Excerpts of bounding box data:
--- Start ---

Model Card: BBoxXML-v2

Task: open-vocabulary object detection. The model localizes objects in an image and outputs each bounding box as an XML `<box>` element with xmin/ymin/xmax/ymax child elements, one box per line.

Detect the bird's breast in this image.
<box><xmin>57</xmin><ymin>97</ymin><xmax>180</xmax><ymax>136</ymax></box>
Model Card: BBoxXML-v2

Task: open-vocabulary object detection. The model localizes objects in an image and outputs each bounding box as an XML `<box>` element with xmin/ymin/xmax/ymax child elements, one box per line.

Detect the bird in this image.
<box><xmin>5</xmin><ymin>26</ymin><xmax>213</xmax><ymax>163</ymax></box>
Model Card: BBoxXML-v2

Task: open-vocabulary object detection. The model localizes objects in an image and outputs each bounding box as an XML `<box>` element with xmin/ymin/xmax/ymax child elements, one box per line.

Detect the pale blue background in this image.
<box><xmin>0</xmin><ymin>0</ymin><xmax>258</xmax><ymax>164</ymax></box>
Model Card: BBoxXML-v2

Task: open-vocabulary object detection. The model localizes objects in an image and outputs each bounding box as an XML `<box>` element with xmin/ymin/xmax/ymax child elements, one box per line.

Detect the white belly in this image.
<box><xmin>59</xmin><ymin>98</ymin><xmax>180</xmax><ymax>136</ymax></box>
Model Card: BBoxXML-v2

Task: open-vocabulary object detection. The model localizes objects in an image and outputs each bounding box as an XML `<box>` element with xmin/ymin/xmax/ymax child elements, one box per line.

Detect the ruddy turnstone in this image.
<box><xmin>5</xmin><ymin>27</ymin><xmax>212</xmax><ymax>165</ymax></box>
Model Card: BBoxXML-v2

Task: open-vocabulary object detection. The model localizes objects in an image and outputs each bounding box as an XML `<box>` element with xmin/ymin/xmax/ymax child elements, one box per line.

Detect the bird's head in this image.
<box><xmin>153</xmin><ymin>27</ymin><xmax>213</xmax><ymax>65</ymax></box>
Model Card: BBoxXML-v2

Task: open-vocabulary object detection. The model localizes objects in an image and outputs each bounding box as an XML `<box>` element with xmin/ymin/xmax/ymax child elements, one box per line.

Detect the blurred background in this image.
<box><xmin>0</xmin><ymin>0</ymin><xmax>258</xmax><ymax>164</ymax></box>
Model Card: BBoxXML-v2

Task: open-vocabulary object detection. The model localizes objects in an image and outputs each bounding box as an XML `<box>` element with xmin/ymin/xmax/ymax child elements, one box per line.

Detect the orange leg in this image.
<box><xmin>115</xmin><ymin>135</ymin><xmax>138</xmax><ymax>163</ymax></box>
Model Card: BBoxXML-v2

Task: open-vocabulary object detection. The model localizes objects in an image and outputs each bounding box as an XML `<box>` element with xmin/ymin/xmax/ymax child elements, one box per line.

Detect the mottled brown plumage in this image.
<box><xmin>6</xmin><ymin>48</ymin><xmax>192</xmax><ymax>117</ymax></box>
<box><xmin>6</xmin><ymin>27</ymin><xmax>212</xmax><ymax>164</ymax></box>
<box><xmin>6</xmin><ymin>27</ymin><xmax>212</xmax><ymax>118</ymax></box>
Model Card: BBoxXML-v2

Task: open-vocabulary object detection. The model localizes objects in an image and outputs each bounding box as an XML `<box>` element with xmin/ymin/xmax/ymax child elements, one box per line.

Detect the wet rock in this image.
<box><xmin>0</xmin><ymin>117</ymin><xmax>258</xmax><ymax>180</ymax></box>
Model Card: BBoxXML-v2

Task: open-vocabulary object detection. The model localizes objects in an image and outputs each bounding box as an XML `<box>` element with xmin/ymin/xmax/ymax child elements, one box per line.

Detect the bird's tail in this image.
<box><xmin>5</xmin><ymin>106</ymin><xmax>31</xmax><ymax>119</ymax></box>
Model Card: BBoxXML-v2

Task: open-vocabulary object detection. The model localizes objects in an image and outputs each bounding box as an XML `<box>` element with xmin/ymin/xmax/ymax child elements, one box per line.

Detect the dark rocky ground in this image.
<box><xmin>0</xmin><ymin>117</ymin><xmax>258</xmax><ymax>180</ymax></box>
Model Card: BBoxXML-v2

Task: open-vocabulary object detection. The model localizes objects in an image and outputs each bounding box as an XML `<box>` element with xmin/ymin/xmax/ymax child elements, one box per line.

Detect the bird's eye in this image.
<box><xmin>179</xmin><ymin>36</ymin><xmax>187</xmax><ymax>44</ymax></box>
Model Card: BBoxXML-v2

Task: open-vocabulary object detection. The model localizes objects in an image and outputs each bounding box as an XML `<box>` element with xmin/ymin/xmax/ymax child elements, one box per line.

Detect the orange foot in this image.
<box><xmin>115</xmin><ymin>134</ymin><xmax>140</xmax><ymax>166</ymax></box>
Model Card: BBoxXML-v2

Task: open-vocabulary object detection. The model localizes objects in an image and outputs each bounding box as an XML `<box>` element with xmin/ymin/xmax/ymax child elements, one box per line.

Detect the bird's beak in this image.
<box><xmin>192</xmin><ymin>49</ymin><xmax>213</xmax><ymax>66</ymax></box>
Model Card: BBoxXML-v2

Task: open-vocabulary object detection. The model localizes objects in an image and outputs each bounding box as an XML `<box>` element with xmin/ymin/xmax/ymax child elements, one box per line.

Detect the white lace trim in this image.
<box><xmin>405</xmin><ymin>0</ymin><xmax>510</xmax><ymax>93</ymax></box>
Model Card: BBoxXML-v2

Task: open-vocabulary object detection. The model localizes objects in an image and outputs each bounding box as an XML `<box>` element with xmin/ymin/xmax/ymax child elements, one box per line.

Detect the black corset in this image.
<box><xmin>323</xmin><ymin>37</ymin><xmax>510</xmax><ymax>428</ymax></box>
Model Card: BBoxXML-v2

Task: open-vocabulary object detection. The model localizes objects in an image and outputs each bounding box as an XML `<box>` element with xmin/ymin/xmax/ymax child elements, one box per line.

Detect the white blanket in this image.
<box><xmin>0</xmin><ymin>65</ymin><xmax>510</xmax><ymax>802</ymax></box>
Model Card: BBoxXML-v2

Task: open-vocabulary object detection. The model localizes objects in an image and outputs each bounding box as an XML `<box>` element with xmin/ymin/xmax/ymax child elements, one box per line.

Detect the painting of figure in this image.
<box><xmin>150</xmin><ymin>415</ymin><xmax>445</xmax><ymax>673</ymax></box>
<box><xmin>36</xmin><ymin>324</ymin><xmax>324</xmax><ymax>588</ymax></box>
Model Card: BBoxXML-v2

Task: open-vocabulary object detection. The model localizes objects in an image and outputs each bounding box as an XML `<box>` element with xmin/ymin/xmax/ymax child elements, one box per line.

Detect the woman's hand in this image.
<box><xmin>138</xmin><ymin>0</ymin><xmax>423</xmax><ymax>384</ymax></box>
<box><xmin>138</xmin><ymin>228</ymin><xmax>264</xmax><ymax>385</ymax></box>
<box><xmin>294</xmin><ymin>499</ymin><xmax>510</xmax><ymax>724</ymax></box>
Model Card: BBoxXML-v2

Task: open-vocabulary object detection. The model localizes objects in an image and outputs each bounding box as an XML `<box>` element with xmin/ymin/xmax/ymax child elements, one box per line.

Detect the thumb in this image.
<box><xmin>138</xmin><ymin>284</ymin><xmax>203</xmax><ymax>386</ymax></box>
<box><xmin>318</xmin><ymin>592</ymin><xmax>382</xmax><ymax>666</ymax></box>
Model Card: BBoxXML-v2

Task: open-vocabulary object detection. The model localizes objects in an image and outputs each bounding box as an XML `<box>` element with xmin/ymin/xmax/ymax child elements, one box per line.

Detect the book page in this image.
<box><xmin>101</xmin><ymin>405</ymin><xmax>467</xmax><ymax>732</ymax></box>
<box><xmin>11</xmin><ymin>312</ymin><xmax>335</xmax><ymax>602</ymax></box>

--- End ---

→ **Exercise objective**
Count the lines of the material above that contain the word "white", treating uppercase and lowercase as different. Give only the number.

→ **The result**
3